══ MATERIAL PROVIDED

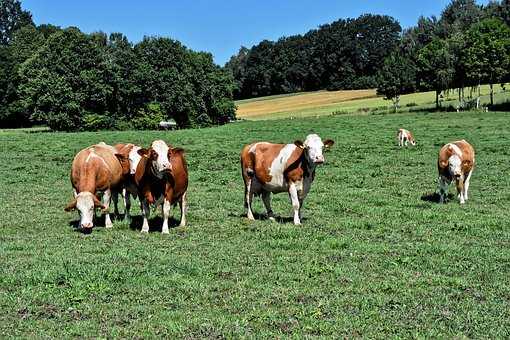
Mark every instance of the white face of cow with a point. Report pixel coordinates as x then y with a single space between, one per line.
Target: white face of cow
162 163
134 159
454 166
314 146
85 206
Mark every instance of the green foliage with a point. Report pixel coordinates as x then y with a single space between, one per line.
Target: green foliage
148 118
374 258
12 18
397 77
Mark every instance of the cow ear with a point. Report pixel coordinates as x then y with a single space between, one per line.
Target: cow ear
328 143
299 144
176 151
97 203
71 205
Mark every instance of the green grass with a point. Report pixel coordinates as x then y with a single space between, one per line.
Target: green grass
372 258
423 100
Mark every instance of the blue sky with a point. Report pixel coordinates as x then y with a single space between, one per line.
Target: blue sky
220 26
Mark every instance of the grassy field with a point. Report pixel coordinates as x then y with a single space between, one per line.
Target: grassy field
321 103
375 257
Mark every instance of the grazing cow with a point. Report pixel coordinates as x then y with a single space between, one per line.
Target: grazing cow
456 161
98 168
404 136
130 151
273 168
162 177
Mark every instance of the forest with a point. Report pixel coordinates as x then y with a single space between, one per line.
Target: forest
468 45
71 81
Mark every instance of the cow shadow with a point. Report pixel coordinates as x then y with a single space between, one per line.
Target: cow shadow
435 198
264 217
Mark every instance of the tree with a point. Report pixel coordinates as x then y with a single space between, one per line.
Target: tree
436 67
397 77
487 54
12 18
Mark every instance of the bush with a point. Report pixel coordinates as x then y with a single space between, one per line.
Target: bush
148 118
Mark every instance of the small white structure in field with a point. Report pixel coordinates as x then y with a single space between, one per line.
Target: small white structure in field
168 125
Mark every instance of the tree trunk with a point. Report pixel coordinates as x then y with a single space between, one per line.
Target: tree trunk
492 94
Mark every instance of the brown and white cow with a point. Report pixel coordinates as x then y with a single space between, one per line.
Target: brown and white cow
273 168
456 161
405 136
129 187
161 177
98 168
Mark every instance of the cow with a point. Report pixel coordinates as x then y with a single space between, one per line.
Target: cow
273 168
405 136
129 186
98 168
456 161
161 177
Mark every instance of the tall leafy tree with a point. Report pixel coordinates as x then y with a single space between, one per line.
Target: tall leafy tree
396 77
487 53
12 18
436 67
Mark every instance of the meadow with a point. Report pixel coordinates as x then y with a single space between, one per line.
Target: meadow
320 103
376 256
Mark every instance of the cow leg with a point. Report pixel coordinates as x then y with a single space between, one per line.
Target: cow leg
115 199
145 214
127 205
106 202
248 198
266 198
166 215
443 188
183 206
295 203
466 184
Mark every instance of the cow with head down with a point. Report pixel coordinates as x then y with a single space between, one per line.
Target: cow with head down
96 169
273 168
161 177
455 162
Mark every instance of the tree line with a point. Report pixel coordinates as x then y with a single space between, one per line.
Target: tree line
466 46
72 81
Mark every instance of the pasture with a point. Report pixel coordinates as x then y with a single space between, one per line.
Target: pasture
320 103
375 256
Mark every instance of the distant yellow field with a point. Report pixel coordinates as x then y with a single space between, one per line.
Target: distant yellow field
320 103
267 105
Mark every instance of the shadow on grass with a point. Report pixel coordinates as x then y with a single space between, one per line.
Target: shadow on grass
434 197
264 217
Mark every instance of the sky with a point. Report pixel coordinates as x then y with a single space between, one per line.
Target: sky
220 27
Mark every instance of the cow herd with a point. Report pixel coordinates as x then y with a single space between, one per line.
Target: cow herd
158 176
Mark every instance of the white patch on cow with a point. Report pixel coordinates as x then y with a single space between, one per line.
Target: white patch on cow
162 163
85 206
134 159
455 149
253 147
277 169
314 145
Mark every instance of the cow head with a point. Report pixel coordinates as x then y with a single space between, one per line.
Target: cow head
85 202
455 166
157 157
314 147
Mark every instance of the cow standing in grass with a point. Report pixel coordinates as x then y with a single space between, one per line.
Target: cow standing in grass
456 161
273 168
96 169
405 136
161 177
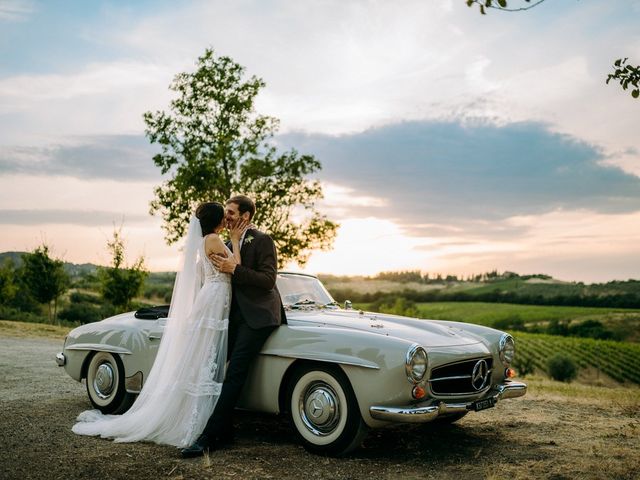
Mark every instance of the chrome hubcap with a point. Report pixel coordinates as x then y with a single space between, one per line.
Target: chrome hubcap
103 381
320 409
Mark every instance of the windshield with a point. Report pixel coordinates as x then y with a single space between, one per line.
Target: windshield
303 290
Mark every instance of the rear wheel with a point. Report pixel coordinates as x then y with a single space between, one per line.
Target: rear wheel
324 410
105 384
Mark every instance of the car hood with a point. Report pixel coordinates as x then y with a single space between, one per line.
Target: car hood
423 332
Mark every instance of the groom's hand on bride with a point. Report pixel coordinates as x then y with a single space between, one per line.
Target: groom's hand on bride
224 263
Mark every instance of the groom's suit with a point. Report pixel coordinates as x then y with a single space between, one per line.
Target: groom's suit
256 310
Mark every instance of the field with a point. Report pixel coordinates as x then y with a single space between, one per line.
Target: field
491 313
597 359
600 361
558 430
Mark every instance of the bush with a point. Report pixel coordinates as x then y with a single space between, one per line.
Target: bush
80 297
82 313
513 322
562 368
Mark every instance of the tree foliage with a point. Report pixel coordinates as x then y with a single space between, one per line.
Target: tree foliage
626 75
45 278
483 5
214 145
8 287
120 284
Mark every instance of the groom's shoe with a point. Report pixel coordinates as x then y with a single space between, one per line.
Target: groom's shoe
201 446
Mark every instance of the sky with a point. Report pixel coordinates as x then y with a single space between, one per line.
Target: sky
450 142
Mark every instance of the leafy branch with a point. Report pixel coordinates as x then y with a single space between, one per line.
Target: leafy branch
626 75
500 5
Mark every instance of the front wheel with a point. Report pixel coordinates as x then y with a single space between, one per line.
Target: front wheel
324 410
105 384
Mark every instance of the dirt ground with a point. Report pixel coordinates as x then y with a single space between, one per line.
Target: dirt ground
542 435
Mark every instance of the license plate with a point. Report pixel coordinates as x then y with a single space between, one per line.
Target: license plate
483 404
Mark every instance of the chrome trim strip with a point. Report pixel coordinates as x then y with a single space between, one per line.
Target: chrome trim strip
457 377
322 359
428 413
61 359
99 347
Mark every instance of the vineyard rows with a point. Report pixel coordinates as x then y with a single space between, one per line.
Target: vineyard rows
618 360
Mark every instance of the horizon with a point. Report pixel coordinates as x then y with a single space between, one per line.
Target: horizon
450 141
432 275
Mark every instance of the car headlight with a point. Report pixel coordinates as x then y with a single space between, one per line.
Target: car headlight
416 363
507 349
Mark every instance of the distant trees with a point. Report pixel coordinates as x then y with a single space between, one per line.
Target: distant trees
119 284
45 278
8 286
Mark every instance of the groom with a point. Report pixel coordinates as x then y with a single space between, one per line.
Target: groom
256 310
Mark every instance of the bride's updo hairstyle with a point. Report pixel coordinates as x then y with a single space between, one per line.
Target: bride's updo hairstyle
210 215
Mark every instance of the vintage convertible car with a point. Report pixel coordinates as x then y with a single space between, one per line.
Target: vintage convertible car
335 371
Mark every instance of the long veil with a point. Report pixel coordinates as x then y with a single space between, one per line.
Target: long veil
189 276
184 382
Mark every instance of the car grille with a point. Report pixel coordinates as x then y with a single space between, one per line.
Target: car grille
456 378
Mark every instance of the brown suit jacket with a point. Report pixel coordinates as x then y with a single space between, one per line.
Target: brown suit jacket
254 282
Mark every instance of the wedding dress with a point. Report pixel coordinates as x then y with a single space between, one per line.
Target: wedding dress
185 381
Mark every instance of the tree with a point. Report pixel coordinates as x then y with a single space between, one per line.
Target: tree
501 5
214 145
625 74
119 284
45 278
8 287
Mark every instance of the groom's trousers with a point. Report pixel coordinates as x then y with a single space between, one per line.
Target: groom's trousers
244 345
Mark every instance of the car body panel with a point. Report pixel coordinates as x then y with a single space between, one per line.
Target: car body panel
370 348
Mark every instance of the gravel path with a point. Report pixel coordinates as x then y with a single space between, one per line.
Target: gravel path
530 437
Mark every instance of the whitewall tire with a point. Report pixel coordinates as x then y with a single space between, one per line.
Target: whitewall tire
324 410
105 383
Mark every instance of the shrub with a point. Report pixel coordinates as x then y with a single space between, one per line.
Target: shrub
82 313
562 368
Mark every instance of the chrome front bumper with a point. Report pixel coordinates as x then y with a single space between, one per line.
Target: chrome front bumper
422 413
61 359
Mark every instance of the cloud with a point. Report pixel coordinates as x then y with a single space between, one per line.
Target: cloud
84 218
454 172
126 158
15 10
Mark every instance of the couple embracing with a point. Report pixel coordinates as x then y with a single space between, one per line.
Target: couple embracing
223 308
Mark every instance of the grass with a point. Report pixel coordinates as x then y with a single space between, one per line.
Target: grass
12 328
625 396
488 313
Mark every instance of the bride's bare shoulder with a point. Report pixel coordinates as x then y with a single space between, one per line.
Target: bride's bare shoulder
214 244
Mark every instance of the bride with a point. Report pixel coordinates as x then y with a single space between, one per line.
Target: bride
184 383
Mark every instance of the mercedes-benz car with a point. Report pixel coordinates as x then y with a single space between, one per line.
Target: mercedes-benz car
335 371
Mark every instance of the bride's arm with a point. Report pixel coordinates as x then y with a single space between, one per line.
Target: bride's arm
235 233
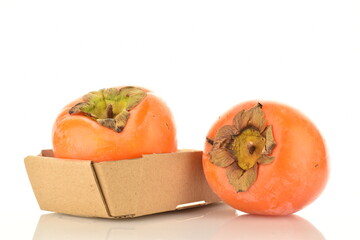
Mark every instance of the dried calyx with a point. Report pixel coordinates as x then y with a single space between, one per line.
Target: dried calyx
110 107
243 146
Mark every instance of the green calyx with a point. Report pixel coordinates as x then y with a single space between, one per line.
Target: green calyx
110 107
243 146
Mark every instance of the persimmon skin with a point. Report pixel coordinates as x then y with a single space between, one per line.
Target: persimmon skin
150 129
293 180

════
══ MATERIAL PROVIDED

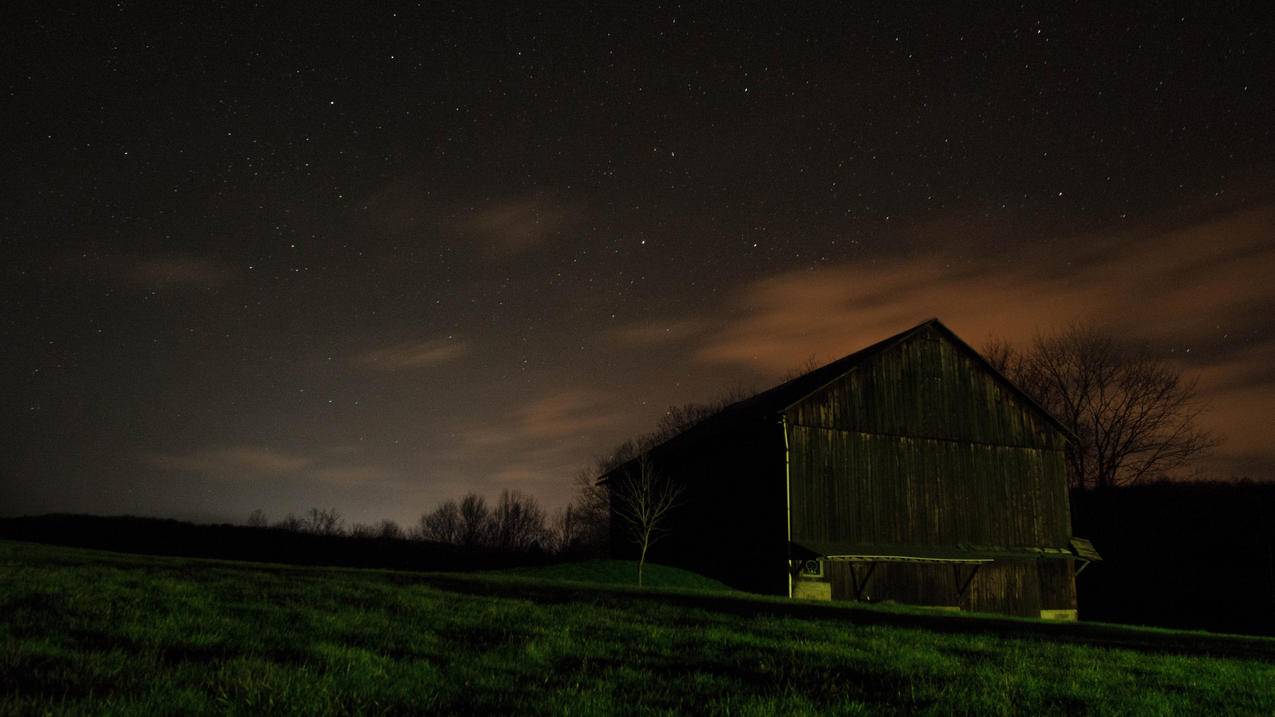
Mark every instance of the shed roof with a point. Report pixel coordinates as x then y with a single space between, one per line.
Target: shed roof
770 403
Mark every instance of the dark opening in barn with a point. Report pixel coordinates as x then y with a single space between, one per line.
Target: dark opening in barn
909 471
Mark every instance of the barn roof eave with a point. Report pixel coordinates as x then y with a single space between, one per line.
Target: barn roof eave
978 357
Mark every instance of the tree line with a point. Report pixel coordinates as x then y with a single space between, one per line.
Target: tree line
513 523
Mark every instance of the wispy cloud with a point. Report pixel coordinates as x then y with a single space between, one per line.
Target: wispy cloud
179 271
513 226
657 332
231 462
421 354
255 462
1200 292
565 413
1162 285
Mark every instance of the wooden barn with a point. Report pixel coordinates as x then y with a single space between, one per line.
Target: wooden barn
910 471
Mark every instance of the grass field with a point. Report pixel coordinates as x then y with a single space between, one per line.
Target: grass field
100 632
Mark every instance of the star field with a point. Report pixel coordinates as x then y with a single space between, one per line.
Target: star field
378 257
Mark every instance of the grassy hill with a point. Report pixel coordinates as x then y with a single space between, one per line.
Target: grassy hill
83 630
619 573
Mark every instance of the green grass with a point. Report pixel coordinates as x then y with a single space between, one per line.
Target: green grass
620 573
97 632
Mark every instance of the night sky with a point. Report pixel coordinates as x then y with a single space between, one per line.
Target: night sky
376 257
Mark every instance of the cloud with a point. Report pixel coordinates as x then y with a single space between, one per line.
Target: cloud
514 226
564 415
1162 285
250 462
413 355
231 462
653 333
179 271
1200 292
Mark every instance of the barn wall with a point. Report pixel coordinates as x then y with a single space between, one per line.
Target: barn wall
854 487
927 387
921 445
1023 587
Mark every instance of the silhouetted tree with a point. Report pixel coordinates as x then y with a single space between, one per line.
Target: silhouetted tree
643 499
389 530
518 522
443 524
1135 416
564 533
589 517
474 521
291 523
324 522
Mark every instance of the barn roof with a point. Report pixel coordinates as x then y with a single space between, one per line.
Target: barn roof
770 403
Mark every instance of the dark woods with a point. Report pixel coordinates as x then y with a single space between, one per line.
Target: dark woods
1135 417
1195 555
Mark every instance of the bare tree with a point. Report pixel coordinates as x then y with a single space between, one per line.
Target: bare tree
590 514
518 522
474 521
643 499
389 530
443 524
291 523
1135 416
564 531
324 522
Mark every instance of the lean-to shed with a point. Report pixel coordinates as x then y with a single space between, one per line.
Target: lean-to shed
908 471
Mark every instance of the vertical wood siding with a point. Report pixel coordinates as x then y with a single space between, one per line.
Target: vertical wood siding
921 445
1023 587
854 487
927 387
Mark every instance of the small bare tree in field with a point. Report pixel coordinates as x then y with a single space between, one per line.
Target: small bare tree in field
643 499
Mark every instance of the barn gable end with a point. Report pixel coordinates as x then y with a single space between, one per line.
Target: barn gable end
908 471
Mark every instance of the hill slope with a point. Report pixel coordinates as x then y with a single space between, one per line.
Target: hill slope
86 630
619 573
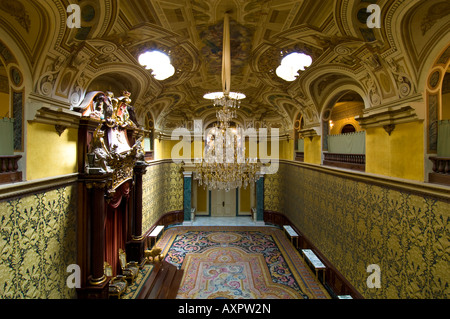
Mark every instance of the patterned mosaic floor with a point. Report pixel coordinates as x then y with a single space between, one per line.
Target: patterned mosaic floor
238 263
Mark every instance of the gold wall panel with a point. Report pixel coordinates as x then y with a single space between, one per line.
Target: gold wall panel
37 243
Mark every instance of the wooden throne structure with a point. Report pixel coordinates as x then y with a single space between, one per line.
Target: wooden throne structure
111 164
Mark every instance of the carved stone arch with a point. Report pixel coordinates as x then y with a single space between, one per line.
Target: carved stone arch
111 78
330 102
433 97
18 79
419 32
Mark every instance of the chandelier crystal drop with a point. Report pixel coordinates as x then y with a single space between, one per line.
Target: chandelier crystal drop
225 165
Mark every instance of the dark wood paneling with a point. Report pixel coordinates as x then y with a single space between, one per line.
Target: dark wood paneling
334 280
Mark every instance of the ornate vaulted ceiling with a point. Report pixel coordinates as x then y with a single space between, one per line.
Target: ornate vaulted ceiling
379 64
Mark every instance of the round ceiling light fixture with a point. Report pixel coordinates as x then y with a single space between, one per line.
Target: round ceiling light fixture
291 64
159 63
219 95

════

Identify every line in both blocks of records that contains the word "wheel", and copy each of those lines.

Mark every instance of the rear wheel with a point. Report pixel coordinates as x then y with a single space between, one per line.
Target: rear wheel
Mark every instance of the front wheel with a point. Report pixel coordinates as x then y with a single space between, one per line.
Target: front wheel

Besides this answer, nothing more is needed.